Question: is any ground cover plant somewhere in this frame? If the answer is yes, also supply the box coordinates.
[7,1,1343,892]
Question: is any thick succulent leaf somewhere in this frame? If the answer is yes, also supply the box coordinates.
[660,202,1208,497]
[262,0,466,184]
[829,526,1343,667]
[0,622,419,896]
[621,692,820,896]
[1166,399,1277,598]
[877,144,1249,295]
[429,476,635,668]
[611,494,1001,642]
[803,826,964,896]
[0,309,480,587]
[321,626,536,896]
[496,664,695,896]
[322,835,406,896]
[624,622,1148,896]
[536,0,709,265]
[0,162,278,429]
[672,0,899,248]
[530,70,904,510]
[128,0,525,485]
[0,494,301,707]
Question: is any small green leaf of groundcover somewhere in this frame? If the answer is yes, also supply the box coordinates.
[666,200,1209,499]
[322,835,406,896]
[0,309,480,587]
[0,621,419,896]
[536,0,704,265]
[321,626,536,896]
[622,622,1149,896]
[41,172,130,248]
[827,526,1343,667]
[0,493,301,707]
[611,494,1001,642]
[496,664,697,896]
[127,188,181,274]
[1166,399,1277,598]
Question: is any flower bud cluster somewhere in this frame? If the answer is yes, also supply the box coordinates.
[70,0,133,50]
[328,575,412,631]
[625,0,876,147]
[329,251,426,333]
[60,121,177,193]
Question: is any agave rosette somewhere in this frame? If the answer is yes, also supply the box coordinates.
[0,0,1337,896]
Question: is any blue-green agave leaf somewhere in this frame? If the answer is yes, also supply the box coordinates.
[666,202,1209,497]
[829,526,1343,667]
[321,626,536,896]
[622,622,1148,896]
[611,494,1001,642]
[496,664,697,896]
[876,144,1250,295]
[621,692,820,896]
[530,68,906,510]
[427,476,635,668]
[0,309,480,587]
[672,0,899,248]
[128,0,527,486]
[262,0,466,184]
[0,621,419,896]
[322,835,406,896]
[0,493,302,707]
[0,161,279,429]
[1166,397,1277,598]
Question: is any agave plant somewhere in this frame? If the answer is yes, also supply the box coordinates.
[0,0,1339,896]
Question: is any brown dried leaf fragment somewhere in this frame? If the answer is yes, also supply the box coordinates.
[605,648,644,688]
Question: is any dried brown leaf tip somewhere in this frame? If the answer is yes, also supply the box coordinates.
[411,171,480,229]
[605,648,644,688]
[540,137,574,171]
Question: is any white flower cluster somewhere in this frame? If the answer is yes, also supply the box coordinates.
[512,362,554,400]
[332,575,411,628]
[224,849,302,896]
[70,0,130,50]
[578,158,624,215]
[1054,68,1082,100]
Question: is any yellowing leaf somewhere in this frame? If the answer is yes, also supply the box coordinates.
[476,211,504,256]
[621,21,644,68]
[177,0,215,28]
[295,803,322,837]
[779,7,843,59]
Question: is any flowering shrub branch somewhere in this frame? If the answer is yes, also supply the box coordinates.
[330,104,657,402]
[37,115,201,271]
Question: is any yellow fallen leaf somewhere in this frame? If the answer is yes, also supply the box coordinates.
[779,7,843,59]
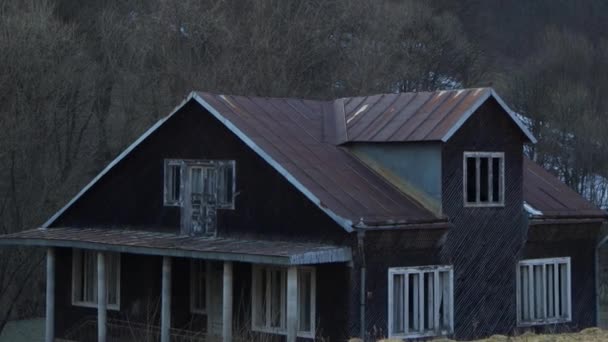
--------------------
Exercise directions: Can you rewrite all of the data above, replacing "box coordinates" with "bounding box" everywhere and changing nothing else? Leave out the pictures.

Answer to this task:
Question: is any ground cover plant somewhere in this frame? If the answer is yes, also supply the bounding box.
[7,1,1343,892]
Question: is any thick succulent leaf somewhere in this frame? If the answer is yes, also supply the bounding box.
[660,202,1208,497]
[262,0,466,184]
[829,526,1343,667]
[0,622,419,896]
[621,692,820,896]
[1166,399,1277,598]
[877,144,1249,295]
[429,476,635,668]
[611,494,1001,642]
[803,826,964,896]
[0,309,480,587]
[321,626,536,896]
[496,664,695,896]
[322,835,406,896]
[624,622,1148,896]
[536,0,709,265]
[0,162,278,429]
[672,0,899,248]
[530,70,904,510]
[128,0,525,485]
[0,494,301,707]
Question: is any small green leaf of groundcover somewhere in this frame? If the answer is yes, also supply the bounding box.
[666,200,1209,499]
[322,835,406,896]
[0,309,480,587]
[0,621,419,896]
[536,0,704,265]
[321,626,536,896]
[622,622,1149,896]
[41,172,130,248]
[827,526,1343,667]
[0,493,301,707]
[611,494,1001,642]
[496,664,697,896]
[127,188,181,274]
[1166,399,1277,598]
Question: is any flower bud cluster somewhere in this frame? If the answer is yes, also supply the bounding box.
[70,0,133,50]
[328,575,412,631]
[625,0,876,147]
[329,251,426,333]
[60,121,177,193]
Question: is any agave rosette somewhere in this frame? If the answer is yes, also supply the bounding box.
[0,0,1337,896]
Question: is any blue-green agave leaf somewhere in this frame? If the answer is yes, also supply the bounding box.
[666,202,1209,497]
[829,526,1343,667]
[321,626,536,896]
[622,622,1148,896]
[611,494,1001,642]
[496,664,697,896]
[876,144,1250,295]
[621,692,820,896]
[530,68,906,510]
[427,476,635,668]
[0,309,480,587]
[672,0,899,248]
[128,0,527,486]
[262,0,466,184]
[0,621,419,896]
[322,835,406,896]
[0,493,302,707]
[0,161,279,429]
[1166,397,1277,598]
Question: is any agave plant somewhere in this frame? If the answer is yes, also supply the bounding box.
[0,0,1339,896]
Question: is any brown dried leaf fragment somewhere in this frame? If the answer is yes, also supply the bounding box.
[605,648,644,688]
Question: is any dried brown leaf tip somewhere in this frame? If the answer is yes, also supply the bounding box.
[411,171,480,229]
[605,648,644,688]
[540,137,574,171]
Question: is any white flower cluster somewhere in this frame? If the answer is yes, also supply the bounding box.
[512,362,554,400]
[332,575,411,628]
[224,849,302,896]
[70,0,130,50]
[578,158,624,215]
[1054,68,1082,100]
Question: is any yellowing leaf somewhere in this frame? If the answer is yes, also supply the bounding box.
[476,211,504,256]
[621,21,644,68]
[177,0,215,28]
[295,803,322,837]
[779,7,843,59]
Question: is any flowering shrub branch somewhere in this frame? If the answer is yes, also supply the bounding box.
[330,104,657,402]
[37,115,201,271]
Question: is any yellow fallen leaf somewhere in this frame? If the answer is yes, also supply the bounding box.
[779,7,843,59]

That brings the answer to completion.